::: Records for this task

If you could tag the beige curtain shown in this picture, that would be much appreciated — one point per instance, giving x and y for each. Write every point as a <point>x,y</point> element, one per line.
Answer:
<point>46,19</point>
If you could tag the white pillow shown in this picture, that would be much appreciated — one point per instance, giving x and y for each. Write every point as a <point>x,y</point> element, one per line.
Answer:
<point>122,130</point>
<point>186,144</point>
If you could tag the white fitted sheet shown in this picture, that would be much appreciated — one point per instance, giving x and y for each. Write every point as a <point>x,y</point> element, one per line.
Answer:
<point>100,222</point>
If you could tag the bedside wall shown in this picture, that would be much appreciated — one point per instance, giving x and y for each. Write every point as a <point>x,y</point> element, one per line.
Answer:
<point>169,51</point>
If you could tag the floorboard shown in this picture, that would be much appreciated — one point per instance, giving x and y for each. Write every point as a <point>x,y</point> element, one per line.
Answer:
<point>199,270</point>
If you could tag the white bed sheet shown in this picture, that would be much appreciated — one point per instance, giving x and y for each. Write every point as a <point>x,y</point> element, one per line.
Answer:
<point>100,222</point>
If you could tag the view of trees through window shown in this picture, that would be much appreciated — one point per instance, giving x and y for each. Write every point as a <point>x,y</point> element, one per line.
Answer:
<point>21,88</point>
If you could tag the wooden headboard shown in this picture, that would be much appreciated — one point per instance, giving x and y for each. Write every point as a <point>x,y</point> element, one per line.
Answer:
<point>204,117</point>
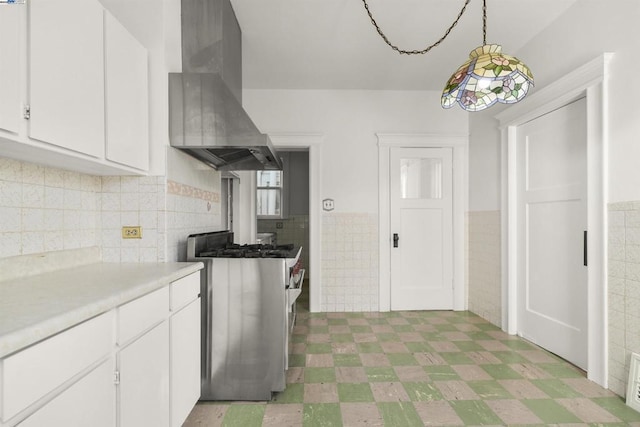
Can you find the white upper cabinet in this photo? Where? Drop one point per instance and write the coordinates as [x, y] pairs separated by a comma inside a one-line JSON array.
[[66, 74], [10, 76], [127, 98], [84, 80]]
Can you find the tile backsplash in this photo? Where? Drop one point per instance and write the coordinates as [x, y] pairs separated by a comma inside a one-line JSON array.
[[624, 291], [44, 209], [484, 265], [350, 262]]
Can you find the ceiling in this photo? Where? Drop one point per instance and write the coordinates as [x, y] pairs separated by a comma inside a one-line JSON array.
[[331, 44]]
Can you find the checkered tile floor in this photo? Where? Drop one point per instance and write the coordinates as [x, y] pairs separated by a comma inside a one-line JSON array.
[[435, 368]]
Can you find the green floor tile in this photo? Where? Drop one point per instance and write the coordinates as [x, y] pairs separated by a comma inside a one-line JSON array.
[[555, 388], [510, 357], [369, 347], [402, 359], [422, 391], [244, 415], [468, 346], [402, 414], [418, 347], [562, 370], [441, 373], [501, 372], [319, 375], [297, 360], [478, 335], [456, 358], [299, 338], [381, 374], [319, 348], [341, 338], [322, 415], [360, 329], [489, 390], [475, 412], [402, 328], [347, 360], [355, 392], [487, 327], [387, 337], [446, 327], [618, 407], [294, 393], [519, 345], [550, 411]]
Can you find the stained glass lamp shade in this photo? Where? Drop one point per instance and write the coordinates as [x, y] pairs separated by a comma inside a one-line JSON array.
[[488, 76]]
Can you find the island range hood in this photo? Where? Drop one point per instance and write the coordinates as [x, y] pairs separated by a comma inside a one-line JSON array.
[[206, 117]]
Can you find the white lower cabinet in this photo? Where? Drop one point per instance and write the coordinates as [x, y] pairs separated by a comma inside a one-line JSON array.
[[89, 402], [144, 380], [185, 362], [136, 365]]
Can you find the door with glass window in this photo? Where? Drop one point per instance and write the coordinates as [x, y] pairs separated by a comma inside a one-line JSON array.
[[421, 190]]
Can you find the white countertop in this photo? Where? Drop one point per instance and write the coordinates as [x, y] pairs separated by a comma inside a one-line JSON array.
[[36, 307]]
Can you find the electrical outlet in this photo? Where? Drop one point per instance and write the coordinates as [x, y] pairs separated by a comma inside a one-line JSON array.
[[133, 232]]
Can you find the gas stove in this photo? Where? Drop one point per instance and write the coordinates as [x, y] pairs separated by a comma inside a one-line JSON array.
[[234, 250], [248, 295]]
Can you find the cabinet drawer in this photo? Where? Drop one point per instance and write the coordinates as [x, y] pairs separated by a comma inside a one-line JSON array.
[[184, 290], [141, 314], [32, 373]]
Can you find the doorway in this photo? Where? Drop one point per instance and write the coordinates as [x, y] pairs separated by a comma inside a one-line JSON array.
[[283, 210], [552, 232], [590, 82], [421, 191]]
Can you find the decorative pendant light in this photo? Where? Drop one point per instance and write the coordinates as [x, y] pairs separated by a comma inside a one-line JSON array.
[[488, 76]]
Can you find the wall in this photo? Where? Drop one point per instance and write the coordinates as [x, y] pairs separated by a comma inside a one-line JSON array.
[[558, 49], [349, 121]]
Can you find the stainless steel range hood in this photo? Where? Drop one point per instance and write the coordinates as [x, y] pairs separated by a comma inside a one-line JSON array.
[[206, 118], [207, 121]]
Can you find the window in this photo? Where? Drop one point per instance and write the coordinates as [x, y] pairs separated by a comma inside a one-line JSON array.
[[269, 194]]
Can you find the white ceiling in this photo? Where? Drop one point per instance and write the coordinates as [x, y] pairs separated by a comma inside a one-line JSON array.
[[331, 44]]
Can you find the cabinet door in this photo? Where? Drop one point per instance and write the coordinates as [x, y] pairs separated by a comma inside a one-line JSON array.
[[126, 97], [66, 74], [185, 362], [10, 76], [89, 402], [144, 380]]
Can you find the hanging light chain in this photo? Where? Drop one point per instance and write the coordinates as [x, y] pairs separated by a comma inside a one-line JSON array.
[[484, 22], [427, 49]]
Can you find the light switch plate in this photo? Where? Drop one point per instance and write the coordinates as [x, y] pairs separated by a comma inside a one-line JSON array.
[[327, 204]]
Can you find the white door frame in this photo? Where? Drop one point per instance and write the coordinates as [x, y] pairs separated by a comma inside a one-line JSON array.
[[459, 144], [312, 141], [588, 81]]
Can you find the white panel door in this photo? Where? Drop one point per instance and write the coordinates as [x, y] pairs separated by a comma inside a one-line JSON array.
[[552, 220], [10, 72], [422, 229], [66, 74]]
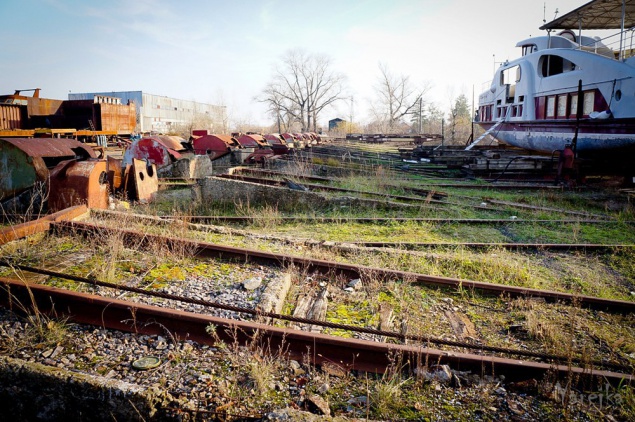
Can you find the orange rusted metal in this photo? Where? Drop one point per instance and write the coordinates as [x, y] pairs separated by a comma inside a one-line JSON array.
[[214, 146], [252, 140], [146, 182], [26, 161], [114, 170], [158, 150], [10, 117], [79, 182]]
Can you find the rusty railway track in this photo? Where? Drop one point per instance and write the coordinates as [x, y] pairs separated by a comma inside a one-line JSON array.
[[335, 269], [376, 220], [544, 185], [275, 316], [350, 354]]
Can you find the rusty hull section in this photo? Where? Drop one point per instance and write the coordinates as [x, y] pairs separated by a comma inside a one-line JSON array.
[[26, 161], [39, 225], [158, 150], [79, 182]]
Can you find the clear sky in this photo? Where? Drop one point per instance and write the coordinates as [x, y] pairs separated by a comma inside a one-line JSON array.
[[224, 51]]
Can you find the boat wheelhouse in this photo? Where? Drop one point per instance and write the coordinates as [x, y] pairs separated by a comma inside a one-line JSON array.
[[566, 88]]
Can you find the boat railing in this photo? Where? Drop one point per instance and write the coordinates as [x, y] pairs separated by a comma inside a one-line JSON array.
[[609, 46]]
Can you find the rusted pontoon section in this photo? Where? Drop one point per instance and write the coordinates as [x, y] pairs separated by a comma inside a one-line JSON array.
[[350, 354], [39, 225], [204, 249]]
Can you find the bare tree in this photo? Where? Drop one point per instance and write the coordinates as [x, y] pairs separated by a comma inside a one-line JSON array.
[[303, 85], [397, 97]]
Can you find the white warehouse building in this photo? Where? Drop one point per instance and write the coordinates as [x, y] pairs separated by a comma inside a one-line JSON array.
[[162, 114]]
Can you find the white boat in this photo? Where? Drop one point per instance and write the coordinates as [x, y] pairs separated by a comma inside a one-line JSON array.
[[567, 88]]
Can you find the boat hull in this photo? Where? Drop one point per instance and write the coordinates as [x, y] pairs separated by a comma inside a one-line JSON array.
[[551, 135]]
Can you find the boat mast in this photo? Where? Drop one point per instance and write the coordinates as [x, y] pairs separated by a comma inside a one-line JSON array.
[[622, 28]]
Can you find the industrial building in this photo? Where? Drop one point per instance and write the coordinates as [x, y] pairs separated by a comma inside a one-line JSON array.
[[162, 114]]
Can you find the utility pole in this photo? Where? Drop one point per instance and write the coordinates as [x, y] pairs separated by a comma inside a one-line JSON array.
[[420, 114], [350, 123]]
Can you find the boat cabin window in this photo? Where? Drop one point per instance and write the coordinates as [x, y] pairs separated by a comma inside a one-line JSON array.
[[562, 105], [588, 106], [573, 105], [510, 76], [550, 65], [551, 106], [528, 49]]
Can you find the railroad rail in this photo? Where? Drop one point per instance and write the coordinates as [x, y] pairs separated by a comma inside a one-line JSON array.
[[587, 247], [261, 314], [331, 268], [377, 220], [350, 354]]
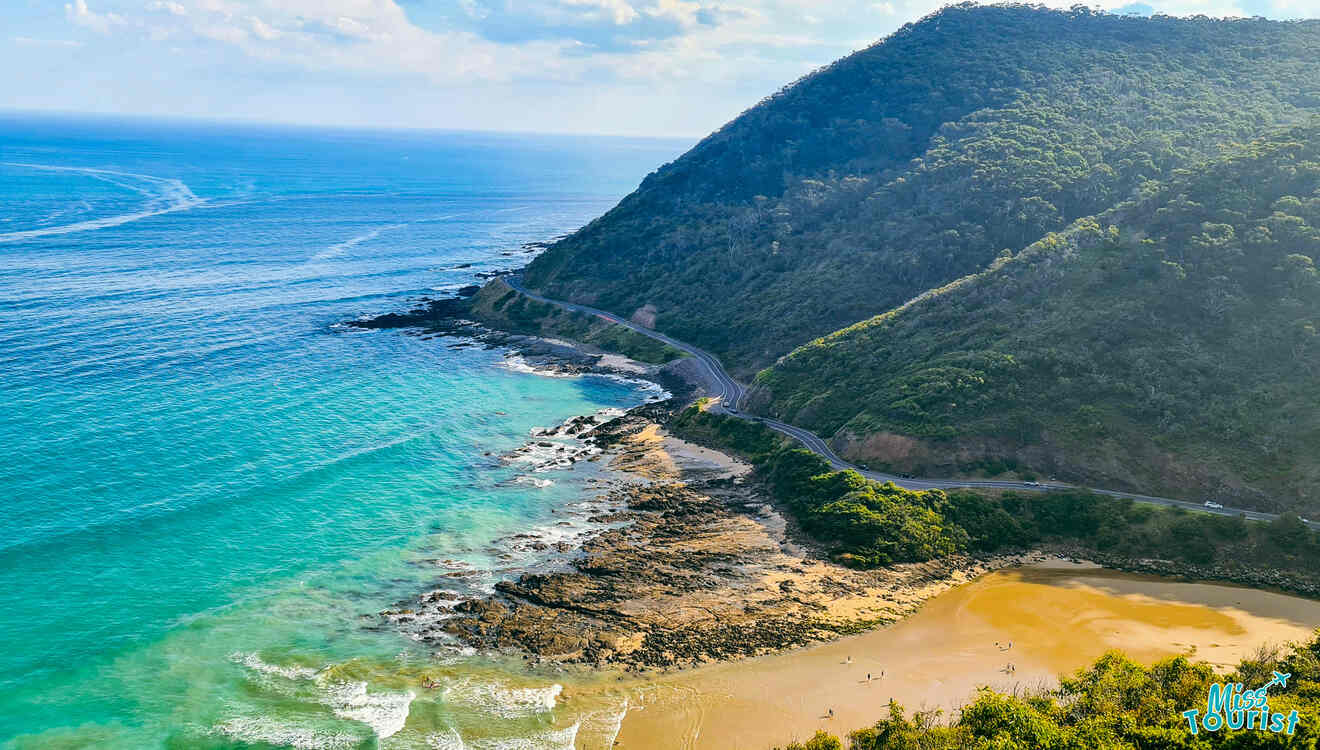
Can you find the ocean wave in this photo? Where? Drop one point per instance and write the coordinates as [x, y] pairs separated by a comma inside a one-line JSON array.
[[503, 701], [271, 732], [384, 713], [552, 740], [339, 248], [252, 662], [165, 196]]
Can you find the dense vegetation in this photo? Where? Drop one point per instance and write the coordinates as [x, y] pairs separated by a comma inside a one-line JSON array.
[[500, 306], [1116, 704], [865, 523], [918, 160], [1171, 343]]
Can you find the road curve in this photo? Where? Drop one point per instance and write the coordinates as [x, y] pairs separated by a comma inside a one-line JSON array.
[[729, 391]]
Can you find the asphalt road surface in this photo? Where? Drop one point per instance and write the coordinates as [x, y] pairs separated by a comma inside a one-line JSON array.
[[727, 395]]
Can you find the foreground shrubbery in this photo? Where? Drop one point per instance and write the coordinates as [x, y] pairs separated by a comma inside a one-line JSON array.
[[867, 523], [1116, 704]]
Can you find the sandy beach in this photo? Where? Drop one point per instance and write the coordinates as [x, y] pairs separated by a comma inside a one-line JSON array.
[[1057, 615]]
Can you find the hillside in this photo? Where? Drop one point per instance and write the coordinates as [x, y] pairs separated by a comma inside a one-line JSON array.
[[918, 161], [1167, 345]]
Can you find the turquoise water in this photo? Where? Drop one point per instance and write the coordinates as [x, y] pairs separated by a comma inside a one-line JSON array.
[[210, 487]]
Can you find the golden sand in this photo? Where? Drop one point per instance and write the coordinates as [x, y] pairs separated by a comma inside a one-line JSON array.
[[1057, 617]]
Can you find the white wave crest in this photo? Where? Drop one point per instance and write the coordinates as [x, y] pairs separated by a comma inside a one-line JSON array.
[[506, 703], [339, 248], [553, 740], [164, 196], [384, 713], [252, 662], [268, 730]]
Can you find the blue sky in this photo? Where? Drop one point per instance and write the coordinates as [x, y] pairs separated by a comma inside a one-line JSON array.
[[669, 68]]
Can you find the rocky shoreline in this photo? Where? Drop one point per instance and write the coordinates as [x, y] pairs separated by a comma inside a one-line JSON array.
[[691, 564]]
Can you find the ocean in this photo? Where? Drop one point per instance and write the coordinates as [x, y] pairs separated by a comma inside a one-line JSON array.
[[211, 487]]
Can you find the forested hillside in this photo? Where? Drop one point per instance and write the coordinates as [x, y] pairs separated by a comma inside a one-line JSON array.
[[919, 160], [1171, 343]]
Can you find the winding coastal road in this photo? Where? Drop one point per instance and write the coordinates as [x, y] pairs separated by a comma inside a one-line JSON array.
[[727, 395]]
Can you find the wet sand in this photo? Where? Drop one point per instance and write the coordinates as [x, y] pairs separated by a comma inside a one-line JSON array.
[[1059, 617]]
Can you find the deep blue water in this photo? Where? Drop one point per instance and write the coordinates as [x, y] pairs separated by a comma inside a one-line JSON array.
[[210, 487]]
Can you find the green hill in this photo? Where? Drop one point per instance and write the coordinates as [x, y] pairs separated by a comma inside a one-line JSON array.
[[918, 160], [1170, 345]]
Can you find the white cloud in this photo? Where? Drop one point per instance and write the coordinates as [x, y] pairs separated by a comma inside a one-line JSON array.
[[29, 41], [168, 7], [81, 15]]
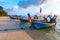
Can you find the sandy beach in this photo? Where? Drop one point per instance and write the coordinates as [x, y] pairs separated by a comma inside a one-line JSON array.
[[32, 34]]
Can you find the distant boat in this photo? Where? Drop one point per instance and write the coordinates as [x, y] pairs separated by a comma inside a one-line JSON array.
[[38, 25]]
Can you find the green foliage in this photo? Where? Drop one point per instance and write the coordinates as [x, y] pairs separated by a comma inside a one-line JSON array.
[[2, 12]]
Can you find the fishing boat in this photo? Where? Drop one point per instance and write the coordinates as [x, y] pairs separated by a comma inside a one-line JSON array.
[[19, 18], [38, 25]]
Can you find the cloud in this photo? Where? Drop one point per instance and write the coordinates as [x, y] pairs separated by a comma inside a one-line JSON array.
[[27, 3]]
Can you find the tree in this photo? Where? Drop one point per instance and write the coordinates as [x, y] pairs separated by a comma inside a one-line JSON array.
[[2, 12]]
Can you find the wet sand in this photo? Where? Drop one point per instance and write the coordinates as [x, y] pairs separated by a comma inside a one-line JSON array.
[[29, 34]]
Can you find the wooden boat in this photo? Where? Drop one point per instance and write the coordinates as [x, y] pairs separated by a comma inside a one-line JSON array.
[[38, 25], [18, 18]]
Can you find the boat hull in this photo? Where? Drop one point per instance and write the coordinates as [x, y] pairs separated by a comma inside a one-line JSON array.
[[37, 25]]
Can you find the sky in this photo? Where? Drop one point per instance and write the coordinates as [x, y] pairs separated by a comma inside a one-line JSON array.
[[22, 7]]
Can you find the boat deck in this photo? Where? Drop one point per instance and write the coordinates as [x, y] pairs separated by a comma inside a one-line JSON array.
[[43, 34]]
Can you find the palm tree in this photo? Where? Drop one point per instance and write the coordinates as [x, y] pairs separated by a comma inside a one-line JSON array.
[[2, 12]]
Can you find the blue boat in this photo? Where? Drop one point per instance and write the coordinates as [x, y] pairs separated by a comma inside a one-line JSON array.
[[38, 25]]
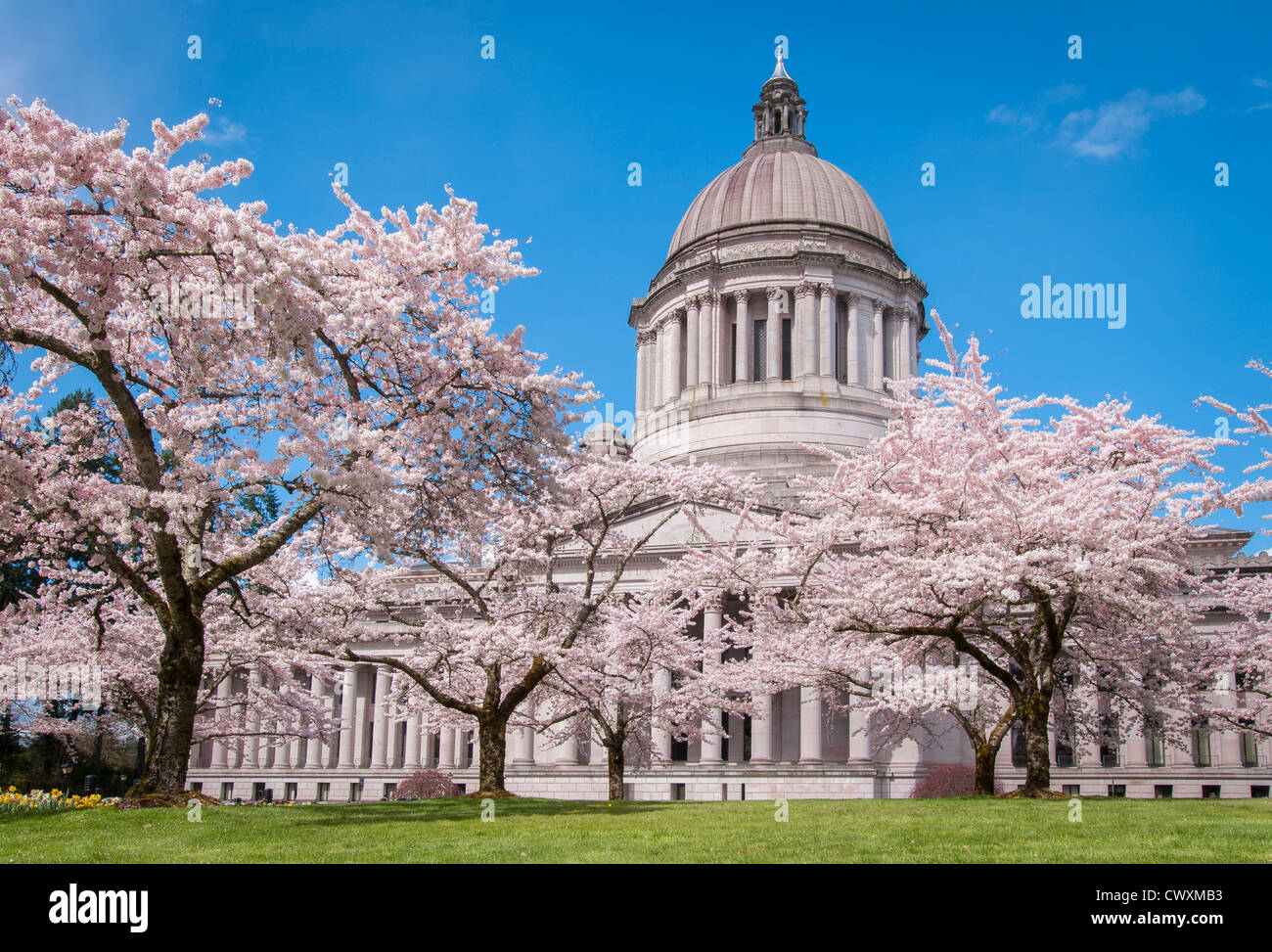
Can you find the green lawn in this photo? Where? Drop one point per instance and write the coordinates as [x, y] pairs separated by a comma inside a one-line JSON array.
[[556, 832]]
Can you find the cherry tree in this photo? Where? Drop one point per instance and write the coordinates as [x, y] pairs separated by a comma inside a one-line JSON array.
[[1237, 658], [483, 605], [643, 669], [976, 529], [350, 372]]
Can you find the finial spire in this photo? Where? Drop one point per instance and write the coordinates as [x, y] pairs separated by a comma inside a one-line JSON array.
[[780, 113], [780, 70]]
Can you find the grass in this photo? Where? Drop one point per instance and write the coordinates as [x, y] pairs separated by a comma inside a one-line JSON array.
[[561, 832]]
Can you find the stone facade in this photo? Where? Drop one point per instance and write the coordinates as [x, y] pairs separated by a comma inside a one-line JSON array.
[[777, 318]]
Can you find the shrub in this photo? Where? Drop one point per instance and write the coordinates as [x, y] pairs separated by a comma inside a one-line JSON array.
[[949, 781], [424, 786]]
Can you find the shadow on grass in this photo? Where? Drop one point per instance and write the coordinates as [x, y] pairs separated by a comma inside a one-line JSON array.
[[452, 808]]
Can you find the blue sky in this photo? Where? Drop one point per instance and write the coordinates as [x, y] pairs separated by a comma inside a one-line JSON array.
[[1092, 169]]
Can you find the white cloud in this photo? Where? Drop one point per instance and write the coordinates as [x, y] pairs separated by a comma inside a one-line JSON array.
[[1115, 127], [227, 134], [1029, 118]]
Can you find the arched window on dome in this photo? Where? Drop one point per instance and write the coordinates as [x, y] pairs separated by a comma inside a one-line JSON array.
[[759, 349]]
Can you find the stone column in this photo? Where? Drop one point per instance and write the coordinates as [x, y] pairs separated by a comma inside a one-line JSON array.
[[810, 724], [446, 753], [347, 715], [313, 746], [660, 739], [381, 724], [291, 755], [912, 342], [669, 345], [641, 369], [658, 368], [708, 320], [252, 744], [805, 330], [859, 736], [774, 334], [853, 339], [692, 338], [411, 757], [220, 751], [737, 739], [826, 331], [889, 342], [711, 621], [742, 367], [904, 331], [762, 731], [522, 746], [1089, 706], [877, 350], [1136, 749]]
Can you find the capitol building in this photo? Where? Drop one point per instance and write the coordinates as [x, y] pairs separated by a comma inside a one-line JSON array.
[[780, 311]]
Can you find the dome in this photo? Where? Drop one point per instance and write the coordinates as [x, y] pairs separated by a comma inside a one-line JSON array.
[[781, 185]]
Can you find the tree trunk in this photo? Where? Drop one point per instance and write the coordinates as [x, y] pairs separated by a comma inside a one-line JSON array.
[[1037, 713], [491, 751], [181, 667], [615, 771], [986, 761]]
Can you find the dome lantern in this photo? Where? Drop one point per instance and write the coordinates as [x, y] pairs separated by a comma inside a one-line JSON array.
[[779, 314], [780, 113]]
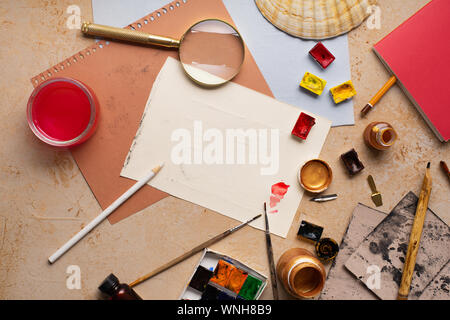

::::::

» Task requirements: Copy the listing word for word, starting at the very beginning and ending with the line that contains "<point>199,270</point>".

» Task solution:
If you could tag the beige curtain shown in this picture, that would be much appreciated — one point per instance, giving x and y for each. Write every point as a <point>x,y</point> element, one per line.
Answer:
<point>46,19</point>
If you could tag the white pillow shown in this picture, that would be much appreciated — one point per instance, giving x and y for each. Write every point as a <point>x,y</point> element, one per line.
Answer:
<point>122,130</point>
<point>186,144</point>
If you could tag the white fitted sheet shown in this picture, that would be much appreciated — one point per instance, giving x and y for each. Write every point as a <point>x,y</point> element, one per line.
Answer:
<point>100,222</point>
If you could tag the bedside wall shown in this picture, that would be much appreciated — one point per instance, giving x and y for each. Write every point as a <point>x,y</point> element, one per line.
Answer:
<point>169,51</point>
If you could tag the floorboard shown in this picture, that would be much appreciated — one point per instance, giving x and y for each. Write every point as a <point>x,y</point> element, one per line.
Answer:
<point>199,270</point>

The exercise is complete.